(EXERCISE):
Give the data again in full, without pictures.

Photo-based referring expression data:
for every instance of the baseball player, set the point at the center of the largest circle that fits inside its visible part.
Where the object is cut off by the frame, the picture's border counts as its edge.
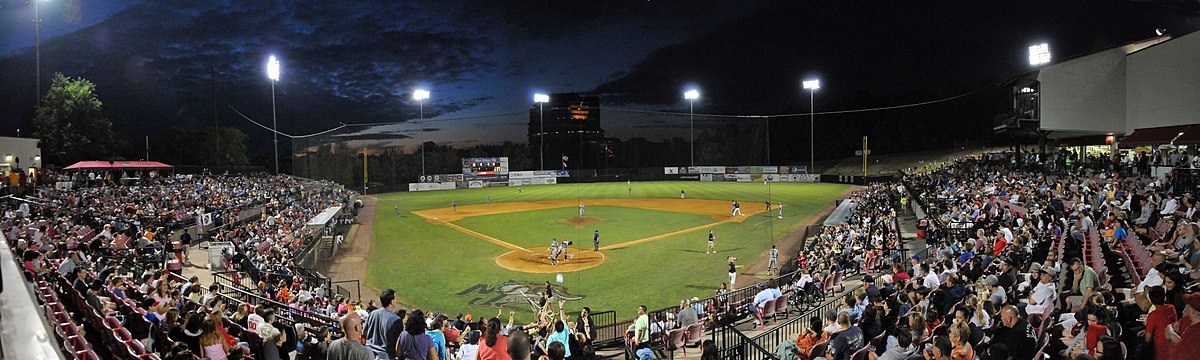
(711, 238)
(562, 250)
(733, 270)
(553, 251)
(774, 259)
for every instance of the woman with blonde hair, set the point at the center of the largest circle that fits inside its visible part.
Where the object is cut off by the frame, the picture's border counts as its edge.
(213, 345)
(960, 336)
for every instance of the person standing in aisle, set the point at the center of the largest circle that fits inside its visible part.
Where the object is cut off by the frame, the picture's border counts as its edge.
(711, 238)
(595, 240)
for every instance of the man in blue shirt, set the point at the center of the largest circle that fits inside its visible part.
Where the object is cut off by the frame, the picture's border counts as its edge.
(383, 327)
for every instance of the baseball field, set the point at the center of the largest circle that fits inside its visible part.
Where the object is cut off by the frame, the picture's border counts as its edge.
(475, 250)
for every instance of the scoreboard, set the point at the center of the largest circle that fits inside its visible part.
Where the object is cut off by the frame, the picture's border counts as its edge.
(485, 168)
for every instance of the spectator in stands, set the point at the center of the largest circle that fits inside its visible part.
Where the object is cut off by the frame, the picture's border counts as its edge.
(687, 316)
(193, 328)
(555, 352)
(1157, 321)
(351, 346)
(708, 351)
(383, 327)
(469, 347)
(273, 337)
(438, 336)
(847, 341)
(585, 331)
(1015, 333)
(516, 346)
(213, 345)
(495, 346)
(903, 349)
(960, 336)
(1043, 294)
(414, 343)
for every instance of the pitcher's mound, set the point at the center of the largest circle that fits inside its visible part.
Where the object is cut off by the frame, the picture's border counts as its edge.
(580, 221)
(537, 261)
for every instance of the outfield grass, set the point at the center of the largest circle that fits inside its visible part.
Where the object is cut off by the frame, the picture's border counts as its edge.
(430, 265)
(618, 225)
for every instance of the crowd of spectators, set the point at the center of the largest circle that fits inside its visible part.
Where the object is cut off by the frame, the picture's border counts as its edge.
(1081, 264)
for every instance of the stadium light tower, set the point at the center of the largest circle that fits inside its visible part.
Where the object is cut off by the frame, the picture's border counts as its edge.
(541, 99)
(420, 96)
(37, 48)
(273, 72)
(691, 96)
(1039, 54)
(811, 85)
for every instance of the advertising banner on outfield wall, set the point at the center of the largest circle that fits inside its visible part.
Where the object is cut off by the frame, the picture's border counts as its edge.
(529, 181)
(533, 174)
(431, 186)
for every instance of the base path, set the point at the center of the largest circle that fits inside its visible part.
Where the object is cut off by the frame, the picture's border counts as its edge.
(717, 209)
(538, 261)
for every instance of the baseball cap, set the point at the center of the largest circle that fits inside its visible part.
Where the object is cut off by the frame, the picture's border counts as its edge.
(1050, 271)
(1192, 300)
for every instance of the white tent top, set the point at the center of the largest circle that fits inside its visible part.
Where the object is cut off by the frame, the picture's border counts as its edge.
(324, 216)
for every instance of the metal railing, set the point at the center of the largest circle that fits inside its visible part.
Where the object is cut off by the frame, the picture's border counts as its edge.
(735, 345)
(781, 333)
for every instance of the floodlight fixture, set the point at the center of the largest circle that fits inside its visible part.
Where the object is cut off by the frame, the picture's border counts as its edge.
(273, 69)
(420, 94)
(1039, 54)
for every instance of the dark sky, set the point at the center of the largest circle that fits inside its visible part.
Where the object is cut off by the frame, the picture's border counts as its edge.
(358, 61)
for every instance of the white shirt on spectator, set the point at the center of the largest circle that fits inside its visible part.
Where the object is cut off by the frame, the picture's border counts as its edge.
(931, 281)
(1152, 280)
(1043, 297)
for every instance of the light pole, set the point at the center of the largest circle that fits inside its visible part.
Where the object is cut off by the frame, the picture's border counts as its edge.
(420, 96)
(37, 48)
(811, 85)
(273, 72)
(691, 96)
(541, 99)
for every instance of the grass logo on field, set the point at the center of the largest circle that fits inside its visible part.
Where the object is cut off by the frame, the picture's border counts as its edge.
(514, 293)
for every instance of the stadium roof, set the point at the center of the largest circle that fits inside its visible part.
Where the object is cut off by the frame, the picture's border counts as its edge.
(117, 165)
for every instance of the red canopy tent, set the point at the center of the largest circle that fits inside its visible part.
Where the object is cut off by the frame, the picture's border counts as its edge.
(117, 165)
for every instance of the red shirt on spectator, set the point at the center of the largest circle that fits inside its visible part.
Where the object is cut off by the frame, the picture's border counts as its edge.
(1156, 324)
(499, 352)
(1189, 341)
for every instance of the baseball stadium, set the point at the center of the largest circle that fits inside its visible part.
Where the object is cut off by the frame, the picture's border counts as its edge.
(573, 181)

(COMPLETED EXERCISE):
for every instance of the baseball player, set the point at the center of the largest circle that fits inside its visible part.
Where the object is cut off by the frame, the picture's border counts as its edge.
(711, 238)
(562, 250)
(733, 270)
(553, 251)
(774, 259)
for every instance of the woman with blonde hair, set the point at the center of the largest circle that fits inside its visible part.
Where the object is cut off by the frame, the picture's border counts as its edge.
(213, 345)
(960, 336)
for every instance of the person standing in aisle, set the point at the center of the largest circle that fits inside its visible part.
Where the object is cut off by the frame, the picture's border counts as its edge.
(711, 238)
(595, 240)
for every instance of the man in blue shirt, set the point at the center of the largest circle that fits inside its visible part.
Where the object is cut off by the frame, the picture's border counts as its edge.
(383, 327)
for every instance of the baseball field, set the point at the center of the largest circle that fits inside its visible part.
Where the object is cut off by the frame, the picture's border counts as its edge.
(475, 250)
for every instance of the scoreboard, set the point at the center of the largest circle that fits inside its visible part.
Where the object is cut off by the frame, the picture's border counts as its edge.
(485, 168)
for every instance of the spectator in stands, set the point at the center of the largest circle that fits inside its visible part.
Where the object is cut off by the frame, the picture's border counts as its edge.
(687, 316)
(193, 328)
(555, 352)
(1157, 321)
(351, 346)
(708, 351)
(383, 327)
(469, 347)
(273, 337)
(438, 336)
(847, 341)
(585, 331)
(1015, 333)
(516, 346)
(213, 345)
(495, 346)
(903, 349)
(960, 336)
(1043, 294)
(414, 343)
for every instance of the pitcher's mound, set the point at the center of the largest circle that fits inside its visible part.
Where the object is cut off by the frame, the picture's border counts as its edge.
(580, 221)
(537, 261)
for every instance of the outfield grass, set the point at the center of the largest circle that fits inside its visible part.
Where the object is cut off by the frame, the picture's border counts as its edge.
(430, 265)
(618, 225)
for every instance of the crowd of spectators, set the point at the center of the largest circle that fits inside its visible part.
Where the object is cut off by the frame, the picture's border counts as its edge.
(1081, 264)
for every instance of the stadium light tower, set the point at the center of the largest circle that fits inside its visible part.
Where the object is cut off by the frame, the picture's border counts as its edge.
(541, 99)
(420, 96)
(37, 48)
(273, 72)
(691, 96)
(1039, 54)
(811, 85)
for every instance of the advertising banner on outfield wall, set the point at the center of the largest circle that fits inside its visible part.
Where the object is cut off by the frame, the picture's border counts as its edge.
(529, 181)
(533, 174)
(431, 186)
for every instance of the base path, set the point at the center of the largest circle that fits inside its visible part.
Where the object is cut off by the frame, the picture's border counts as its edge.
(717, 209)
(538, 261)
for every instance of the baseball cap, set the point at the center of the largest circle that fits inside its visible part.
Where the object is cut off by the frame, the picture's border counts as its edge.
(1050, 271)
(1192, 300)
for every instance of the white tent top, set the point at the center of the largest circle that fits inside its visible part.
Where the object is cut off by the frame, the picture's border counts as its edge.
(324, 216)
for every instance of the metal railing, set the point at the center of the largest circle that fits inside its visible part.
Where the object is cut off by the frame, the picture's border counts as its edge.
(735, 345)
(781, 333)
for every instance of the floodlight fixture, set the point at the center of the largest circle that fits inside its visible part.
Where the object is cut off by the frame, the picture's border counts as its edge.
(273, 69)
(420, 94)
(1039, 54)
for every instance of the dark sky, set the point at the center of the largest circle that fits inside its visible part.
Where the object is cut off by the frame, the picture's border counts as its edge.
(358, 61)
for every instance of the white shirt on spectator, set the point at the center of the largest circle that fits inside its visible part.
Where the object is cut off by the frame, the picture's border counts as its edge.
(931, 281)
(1152, 280)
(1043, 297)
for every instance of the light pole, set the point at the center of the largest circle that fits inside its visible part.
Where the object is cut off by the frame, the picture's border counts as its edge.
(420, 96)
(37, 48)
(811, 85)
(273, 72)
(691, 96)
(541, 99)
for every instance of the grass logo on field, set the point at the center of the largest circle that fits inside its visible part.
Where the object is cut off by the frame, the picture's border counts as its edge.
(514, 293)
for every instance of the stadium roof, set the point at the center of the largest circle that fits inside its visible part.
Where the object is cut off by the frame, the picture's border counts as its edge.
(117, 165)
for every instance of the red canopy tent, set the point at the center of the largest circle that fits inside its visible part.
Where the object is cut off by the frame, the picture's border counts as its edge.
(117, 165)
for every instance of the red shirt on spectator, set the point at the center of the largest circle that fits inside its visible part.
Where the object is cut off by the frame, the picture's border counts as its edge.
(1156, 324)
(499, 352)
(1189, 341)
for every instance of the baseball stadium, set the point at the center of the largest circle that fits inside its visible part.
Where the object is cut off by the frame, the picture's border counts as its edge.
(573, 181)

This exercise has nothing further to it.